Given text:
━━━━━━

No. Actually, I was referring to the period from 1873 to 1913 when the U.S. had rejoined the world gold standard after having left it during the Civil War and was ascendant economically and politically.

Notably, there is a line of reasoning and evidence that attributes the severity and worldwide scope of the Great Depression to a policy of gold accumulation by France and, to a lesser extent, by the US, without equivalent new issues of national currency. The result was that the supply of money declined as well, which prompted a decline and then a collapse in world trade.

But surely you understand that Europe never returned to a true gold standard [though, they insisted on calling it one] after WWI. It was an ersatz gold standard that permitted nations to redeem their reserves for gold in London but not individuals.

Such a sytem could never be counted on to function because, if individuals cannot redeem specie for gold when inflation threatens, the monetary system becomes completely political -- and did.

━━━━━━

Data entries:
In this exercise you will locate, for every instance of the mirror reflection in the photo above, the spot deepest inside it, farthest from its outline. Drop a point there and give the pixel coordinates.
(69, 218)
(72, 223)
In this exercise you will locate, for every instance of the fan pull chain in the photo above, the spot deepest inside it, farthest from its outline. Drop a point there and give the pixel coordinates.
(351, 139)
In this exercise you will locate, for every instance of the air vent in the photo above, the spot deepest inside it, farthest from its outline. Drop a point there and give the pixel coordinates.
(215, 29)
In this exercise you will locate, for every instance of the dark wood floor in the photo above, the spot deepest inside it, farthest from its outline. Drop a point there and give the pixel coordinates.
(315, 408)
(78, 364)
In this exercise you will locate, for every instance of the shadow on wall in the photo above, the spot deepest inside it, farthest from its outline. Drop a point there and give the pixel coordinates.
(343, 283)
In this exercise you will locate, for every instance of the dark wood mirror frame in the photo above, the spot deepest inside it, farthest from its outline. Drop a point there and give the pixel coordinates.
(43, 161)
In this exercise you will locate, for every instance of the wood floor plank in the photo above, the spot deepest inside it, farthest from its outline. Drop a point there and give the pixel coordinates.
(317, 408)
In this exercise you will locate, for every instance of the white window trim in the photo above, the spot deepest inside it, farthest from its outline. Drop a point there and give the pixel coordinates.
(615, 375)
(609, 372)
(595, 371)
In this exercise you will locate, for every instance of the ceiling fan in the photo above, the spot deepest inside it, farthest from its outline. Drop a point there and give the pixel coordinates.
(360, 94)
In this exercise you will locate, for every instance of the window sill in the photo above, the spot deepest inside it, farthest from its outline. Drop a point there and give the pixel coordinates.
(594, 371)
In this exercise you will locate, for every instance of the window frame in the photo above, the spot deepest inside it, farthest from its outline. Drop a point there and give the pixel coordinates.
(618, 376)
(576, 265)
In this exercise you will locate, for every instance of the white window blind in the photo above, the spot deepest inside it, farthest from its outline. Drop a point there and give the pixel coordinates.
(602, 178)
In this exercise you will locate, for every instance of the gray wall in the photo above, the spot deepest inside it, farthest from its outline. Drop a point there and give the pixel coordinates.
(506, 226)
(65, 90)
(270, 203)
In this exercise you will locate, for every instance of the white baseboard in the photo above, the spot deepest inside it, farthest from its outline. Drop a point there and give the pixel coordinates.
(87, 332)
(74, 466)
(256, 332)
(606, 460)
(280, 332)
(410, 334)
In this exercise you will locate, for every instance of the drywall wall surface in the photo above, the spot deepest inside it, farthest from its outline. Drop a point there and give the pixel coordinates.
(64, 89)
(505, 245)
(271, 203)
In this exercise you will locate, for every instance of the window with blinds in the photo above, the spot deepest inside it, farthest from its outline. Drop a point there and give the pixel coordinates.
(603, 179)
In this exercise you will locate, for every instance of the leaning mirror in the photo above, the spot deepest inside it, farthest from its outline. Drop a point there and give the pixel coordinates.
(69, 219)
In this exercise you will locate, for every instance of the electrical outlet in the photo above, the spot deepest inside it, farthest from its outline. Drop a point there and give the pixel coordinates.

━━━━━━

Task to complete:
Copy the passage on the gold standard, starting at "Notably, there is" and ending at "but not individuals.", and change "France" to "Britain".

Written solution:
Notably, there is a line of reasoning and evidence that attributes the severity and worldwide scope of the Great Depression to a policy of gold accumulation by Britain and, to a lesser extent, by the US, without equivalent new issues of national currency. The result was that the supply of money declined as well, which prompted a decline and then a collapse in world trade.

But surely you understand that Europe never returned to a true gold standard [though, they insisted on calling it one] after WWI. It was an ersatz gold standard that permitted nations to redeem their reserves for gold in London but not individuals.